AIM OF THE TASK. In the entries that follow, find the word "form" and report each line it is on.

BEGIN

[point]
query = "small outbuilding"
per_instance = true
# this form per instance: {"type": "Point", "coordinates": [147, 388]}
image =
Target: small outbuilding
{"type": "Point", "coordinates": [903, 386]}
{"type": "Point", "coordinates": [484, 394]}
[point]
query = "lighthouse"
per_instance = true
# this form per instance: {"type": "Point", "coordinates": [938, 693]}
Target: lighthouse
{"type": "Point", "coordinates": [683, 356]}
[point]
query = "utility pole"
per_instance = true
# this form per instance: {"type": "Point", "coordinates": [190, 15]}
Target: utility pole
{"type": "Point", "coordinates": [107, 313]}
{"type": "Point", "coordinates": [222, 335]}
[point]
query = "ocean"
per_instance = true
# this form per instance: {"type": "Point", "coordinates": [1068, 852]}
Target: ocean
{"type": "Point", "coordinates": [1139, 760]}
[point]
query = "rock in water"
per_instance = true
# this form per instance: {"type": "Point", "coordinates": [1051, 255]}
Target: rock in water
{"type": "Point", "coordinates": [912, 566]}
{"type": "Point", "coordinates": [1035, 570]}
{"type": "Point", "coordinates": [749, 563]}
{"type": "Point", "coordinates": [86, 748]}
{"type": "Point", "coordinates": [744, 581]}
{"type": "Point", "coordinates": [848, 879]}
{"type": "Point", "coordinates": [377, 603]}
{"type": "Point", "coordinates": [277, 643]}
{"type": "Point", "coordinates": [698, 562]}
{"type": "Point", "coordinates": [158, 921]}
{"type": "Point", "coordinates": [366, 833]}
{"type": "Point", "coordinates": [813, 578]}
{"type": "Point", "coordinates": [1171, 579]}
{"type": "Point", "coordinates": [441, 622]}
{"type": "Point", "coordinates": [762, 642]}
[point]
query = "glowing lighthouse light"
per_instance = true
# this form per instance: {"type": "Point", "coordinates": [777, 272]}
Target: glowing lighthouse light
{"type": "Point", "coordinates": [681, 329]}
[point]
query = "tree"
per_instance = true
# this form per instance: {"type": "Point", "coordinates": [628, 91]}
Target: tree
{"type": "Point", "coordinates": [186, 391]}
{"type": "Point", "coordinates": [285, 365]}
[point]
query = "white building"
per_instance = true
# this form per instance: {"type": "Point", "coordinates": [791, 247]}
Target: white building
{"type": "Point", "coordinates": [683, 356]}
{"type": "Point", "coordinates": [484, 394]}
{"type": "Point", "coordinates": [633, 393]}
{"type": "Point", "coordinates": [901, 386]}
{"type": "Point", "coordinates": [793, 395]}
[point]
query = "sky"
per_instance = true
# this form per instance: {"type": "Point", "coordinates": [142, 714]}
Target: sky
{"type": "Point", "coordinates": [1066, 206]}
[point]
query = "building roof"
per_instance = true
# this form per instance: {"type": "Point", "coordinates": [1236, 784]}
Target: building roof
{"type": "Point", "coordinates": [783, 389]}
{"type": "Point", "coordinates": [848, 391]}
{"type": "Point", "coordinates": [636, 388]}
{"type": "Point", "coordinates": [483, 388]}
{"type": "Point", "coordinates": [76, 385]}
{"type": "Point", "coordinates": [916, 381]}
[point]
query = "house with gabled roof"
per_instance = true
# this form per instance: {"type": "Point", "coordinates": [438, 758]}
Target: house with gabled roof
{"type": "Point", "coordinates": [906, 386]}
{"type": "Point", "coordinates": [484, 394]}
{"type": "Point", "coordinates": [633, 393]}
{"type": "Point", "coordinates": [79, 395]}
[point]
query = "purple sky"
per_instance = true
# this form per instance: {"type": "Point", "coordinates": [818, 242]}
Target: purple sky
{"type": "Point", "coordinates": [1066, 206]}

END

WRITTEN RESPONSE.
# this form per instance: {"type": "Point", "coordinates": [147, 388]}
# this form per instance: {"type": "Point", "coordinates": [938, 693]}
# this form per instance: {"type": "Point", "coordinates": [190, 15]}
# this form per instance: {"type": "Point", "coordinates": [1068, 852]}
# this form per instance: {"type": "Point", "coordinates": [1051, 255]}
# this form per instance: {"type": "Point", "coordinates": [777, 272]}
# this form per instance: {"type": "Point", "coordinates": [628, 91]}
# this form per instance: {"type": "Point", "coordinates": [791, 247]}
# this form per instance: {"type": "Point", "coordinates": [142, 714]}
# this form per instance: {"type": "Point", "coordinates": [1236, 784]}
# this form per instance: {"type": "Point", "coordinates": [438, 758]}
# this form per instance: {"type": "Point", "coordinates": [818, 242]}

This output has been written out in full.